• Written exercise
Pick out every line of the items below that contains the string "target", and copy each such line. Matching is case-sensitive.

[Stored dataset items]
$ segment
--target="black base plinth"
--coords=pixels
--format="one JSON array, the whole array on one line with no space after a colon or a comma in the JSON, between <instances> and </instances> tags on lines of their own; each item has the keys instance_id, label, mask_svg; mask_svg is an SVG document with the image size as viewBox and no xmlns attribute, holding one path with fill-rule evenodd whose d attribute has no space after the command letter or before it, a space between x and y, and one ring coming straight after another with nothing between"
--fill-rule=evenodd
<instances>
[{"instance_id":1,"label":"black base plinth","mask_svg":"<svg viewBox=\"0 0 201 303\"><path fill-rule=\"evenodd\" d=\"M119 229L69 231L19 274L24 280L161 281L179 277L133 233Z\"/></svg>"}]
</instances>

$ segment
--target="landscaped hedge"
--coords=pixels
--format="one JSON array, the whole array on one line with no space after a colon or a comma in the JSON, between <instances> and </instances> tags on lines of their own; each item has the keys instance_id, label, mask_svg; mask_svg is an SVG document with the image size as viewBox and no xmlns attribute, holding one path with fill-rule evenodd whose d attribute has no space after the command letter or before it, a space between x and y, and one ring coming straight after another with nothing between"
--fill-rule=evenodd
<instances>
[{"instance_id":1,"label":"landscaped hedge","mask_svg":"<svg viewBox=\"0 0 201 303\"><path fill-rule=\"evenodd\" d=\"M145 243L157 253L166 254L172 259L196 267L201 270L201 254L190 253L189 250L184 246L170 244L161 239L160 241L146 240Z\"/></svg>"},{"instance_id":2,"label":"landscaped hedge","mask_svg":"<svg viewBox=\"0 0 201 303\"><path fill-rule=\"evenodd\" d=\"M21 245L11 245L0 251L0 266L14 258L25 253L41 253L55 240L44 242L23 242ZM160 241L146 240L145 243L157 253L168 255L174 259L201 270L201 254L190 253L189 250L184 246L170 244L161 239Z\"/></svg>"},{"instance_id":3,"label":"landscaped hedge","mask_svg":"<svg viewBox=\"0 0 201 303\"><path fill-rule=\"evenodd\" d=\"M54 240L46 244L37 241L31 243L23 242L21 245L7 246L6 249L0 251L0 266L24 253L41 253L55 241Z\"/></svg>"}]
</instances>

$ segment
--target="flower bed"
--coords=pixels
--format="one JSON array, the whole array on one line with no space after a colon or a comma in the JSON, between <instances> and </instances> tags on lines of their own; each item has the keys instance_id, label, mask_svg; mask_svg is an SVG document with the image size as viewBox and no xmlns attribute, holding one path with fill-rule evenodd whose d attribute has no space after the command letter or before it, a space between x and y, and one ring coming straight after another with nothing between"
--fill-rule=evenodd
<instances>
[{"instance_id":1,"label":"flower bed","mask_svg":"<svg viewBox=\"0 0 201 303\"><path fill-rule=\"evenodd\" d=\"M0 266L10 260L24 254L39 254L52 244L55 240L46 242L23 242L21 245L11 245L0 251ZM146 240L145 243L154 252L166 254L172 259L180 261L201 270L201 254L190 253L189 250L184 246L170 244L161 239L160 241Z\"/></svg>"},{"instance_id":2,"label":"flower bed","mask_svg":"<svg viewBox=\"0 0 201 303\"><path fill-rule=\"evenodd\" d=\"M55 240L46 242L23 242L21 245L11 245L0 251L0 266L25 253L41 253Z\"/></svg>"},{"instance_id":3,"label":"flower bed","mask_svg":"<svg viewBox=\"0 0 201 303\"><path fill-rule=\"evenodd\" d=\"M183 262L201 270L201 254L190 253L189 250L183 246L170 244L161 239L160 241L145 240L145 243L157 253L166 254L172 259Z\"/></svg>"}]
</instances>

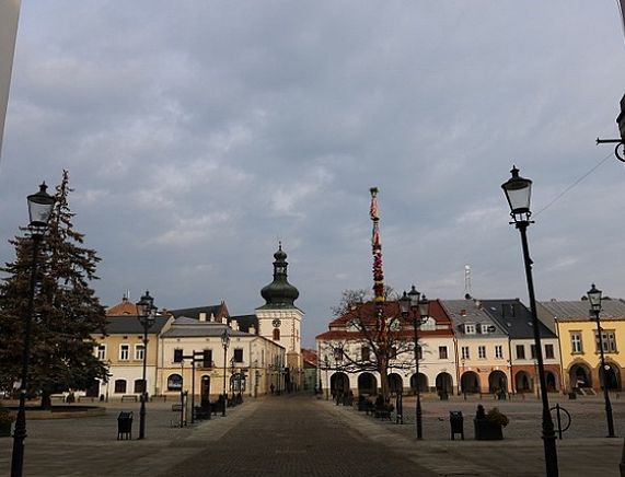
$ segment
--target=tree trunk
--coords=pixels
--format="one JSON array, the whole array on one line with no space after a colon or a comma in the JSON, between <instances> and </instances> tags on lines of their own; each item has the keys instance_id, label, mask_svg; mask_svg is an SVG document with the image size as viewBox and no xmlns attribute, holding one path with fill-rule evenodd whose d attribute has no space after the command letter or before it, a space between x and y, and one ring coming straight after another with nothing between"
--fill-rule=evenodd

• Full solution
--target="black base plinth"
--target="landscaped hedge"
--target="flower bed"
--target=tree trunk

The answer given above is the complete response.